*Your objective*. Show each line of the listing below that contains the word "hillside", copying the whole line. Case counts.

*Rows*.

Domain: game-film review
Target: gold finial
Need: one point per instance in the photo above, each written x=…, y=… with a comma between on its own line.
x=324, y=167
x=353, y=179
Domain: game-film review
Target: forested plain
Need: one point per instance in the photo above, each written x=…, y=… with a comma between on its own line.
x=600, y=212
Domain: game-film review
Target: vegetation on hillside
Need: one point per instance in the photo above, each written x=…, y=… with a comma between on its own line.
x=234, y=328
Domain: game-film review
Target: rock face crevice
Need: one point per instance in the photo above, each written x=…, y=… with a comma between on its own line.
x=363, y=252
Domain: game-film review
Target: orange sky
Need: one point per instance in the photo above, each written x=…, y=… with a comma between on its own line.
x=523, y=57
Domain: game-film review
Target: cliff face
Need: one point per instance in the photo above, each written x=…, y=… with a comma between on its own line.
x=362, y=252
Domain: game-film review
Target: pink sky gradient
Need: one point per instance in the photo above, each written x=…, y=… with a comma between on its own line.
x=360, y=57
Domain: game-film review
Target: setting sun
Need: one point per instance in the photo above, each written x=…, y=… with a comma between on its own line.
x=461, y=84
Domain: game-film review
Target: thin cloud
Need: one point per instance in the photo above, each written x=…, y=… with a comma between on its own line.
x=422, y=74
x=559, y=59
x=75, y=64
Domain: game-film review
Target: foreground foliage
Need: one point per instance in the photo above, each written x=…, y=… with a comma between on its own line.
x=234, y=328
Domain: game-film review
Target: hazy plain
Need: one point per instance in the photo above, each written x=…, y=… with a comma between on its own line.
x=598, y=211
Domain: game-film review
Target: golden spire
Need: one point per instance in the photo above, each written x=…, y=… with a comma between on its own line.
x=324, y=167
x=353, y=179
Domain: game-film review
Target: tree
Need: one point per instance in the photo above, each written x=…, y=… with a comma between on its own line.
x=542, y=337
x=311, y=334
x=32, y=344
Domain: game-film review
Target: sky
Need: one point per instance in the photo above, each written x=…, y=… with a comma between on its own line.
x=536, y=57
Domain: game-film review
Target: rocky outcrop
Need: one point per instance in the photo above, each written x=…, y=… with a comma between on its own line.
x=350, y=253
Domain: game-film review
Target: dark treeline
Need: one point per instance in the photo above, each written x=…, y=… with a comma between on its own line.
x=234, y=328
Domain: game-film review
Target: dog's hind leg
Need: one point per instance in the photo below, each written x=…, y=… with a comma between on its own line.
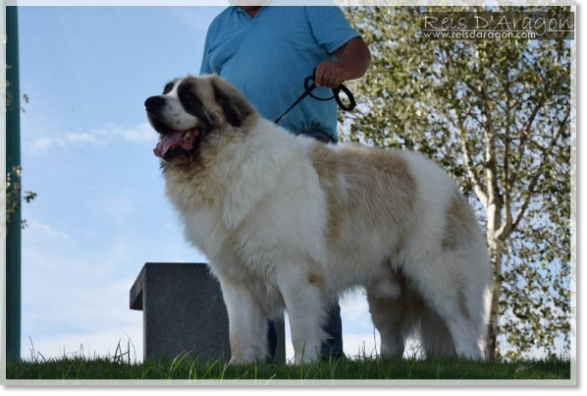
x=388, y=315
x=443, y=291
x=435, y=337
x=305, y=305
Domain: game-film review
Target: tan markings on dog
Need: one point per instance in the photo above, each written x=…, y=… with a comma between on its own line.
x=328, y=166
x=316, y=279
x=373, y=188
x=460, y=223
x=463, y=303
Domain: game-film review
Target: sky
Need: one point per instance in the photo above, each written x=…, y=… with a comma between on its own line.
x=100, y=213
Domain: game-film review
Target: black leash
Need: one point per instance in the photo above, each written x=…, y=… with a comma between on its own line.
x=308, y=88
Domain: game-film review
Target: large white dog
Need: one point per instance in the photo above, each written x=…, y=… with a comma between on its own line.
x=289, y=224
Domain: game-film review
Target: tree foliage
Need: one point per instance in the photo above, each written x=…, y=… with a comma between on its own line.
x=495, y=115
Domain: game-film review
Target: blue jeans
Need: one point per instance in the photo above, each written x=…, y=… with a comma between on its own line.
x=332, y=347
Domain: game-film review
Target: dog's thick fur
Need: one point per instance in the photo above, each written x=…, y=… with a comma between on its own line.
x=289, y=224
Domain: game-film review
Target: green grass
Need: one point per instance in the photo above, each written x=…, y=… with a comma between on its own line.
x=363, y=368
x=121, y=365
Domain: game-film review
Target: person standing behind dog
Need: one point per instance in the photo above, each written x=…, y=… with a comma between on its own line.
x=266, y=52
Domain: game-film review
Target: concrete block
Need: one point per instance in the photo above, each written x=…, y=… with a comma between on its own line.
x=183, y=311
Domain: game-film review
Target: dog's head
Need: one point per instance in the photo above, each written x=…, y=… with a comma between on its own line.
x=190, y=110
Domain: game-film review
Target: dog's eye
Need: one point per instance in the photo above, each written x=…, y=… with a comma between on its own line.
x=168, y=88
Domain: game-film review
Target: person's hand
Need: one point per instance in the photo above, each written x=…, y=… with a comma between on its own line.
x=330, y=74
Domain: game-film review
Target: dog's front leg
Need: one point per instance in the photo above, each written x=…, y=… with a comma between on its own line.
x=247, y=323
x=306, y=310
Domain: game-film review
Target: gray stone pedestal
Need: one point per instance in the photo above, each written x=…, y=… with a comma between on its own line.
x=183, y=311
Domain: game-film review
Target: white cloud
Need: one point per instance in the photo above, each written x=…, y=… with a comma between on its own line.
x=142, y=133
x=34, y=226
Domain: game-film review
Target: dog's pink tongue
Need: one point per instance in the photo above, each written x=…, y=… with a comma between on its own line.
x=181, y=139
x=168, y=141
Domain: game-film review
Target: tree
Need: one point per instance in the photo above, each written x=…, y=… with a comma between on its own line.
x=496, y=115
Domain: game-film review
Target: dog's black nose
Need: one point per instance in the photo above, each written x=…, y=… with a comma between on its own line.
x=154, y=103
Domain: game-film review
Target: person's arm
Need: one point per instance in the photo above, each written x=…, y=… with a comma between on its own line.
x=205, y=66
x=354, y=59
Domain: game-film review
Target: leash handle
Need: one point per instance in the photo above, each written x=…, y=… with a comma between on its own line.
x=310, y=85
x=336, y=93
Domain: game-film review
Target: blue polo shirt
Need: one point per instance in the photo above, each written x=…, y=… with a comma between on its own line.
x=267, y=58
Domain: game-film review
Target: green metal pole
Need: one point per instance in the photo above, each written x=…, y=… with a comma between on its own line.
x=12, y=160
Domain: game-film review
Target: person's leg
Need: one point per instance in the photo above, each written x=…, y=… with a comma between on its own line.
x=271, y=342
x=332, y=347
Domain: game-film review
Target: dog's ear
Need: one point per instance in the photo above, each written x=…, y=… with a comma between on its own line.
x=235, y=106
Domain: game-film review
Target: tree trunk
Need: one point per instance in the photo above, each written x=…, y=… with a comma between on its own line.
x=493, y=325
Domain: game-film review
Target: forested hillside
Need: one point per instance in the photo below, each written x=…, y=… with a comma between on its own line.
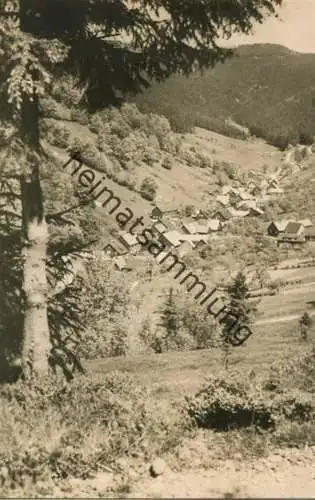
x=267, y=88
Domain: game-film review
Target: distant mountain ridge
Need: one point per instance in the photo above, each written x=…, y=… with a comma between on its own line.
x=266, y=87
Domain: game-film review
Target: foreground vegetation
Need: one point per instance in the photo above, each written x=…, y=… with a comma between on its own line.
x=53, y=432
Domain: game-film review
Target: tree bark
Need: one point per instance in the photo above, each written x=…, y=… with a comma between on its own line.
x=36, y=338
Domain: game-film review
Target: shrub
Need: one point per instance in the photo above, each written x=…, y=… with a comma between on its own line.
x=58, y=431
x=104, y=303
x=148, y=189
x=167, y=163
x=48, y=108
x=80, y=115
x=226, y=403
x=66, y=91
x=56, y=134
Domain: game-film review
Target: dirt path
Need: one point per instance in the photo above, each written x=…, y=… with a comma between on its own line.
x=289, y=473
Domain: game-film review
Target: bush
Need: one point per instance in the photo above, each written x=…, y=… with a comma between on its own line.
x=148, y=189
x=226, y=403
x=167, y=163
x=48, y=108
x=80, y=115
x=58, y=431
x=66, y=91
x=56, y=134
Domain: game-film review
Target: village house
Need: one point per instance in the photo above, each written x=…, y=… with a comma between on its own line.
x=224, y=200
x=194, y=238
x=274, y=191
x=202, y=226
x=276, y=228
x=251, y=207
x=159, y=227
x=222, y=214
x=238, y=213
x=171, y=239
x=293, y=230
x=184, y=248
x=122, y=263
x=306, y=222
x=130, y=242
x=114, y=248
x=161, y=209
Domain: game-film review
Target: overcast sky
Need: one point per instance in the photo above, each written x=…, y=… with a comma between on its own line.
x=296, y=30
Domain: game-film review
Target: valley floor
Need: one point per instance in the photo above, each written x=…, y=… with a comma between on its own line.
x=284, y=474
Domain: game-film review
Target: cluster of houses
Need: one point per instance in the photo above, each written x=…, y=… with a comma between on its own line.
x=193, y=233
x=291, y=231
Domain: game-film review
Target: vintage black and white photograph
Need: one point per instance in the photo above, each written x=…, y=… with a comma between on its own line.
x=157, y=249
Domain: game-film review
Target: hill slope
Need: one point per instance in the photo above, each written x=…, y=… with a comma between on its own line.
x=267, y=88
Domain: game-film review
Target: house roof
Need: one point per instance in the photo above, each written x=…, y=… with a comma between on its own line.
x=172, y=237
x=293, y=228
x=244, y=195
x=187, y=243
x=190, y=227
x=226, y=189
x=160, y=227
x=214, y=224
x=193, y=237
x=251, y=205
x=202, y=226
x=165, y=206
x=116, y=245
x=120, y=262
x=238, y=213
x=223, y=200
x=306, y=222
x=224, y=212
x=280, y=224
x=310, y=231
x=129, y=239
x=275, y=190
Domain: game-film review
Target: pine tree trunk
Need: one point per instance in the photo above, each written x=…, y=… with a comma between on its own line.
x=36, y=339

*Written answer*.
Target: vegetation on hillside
Target: forested hillside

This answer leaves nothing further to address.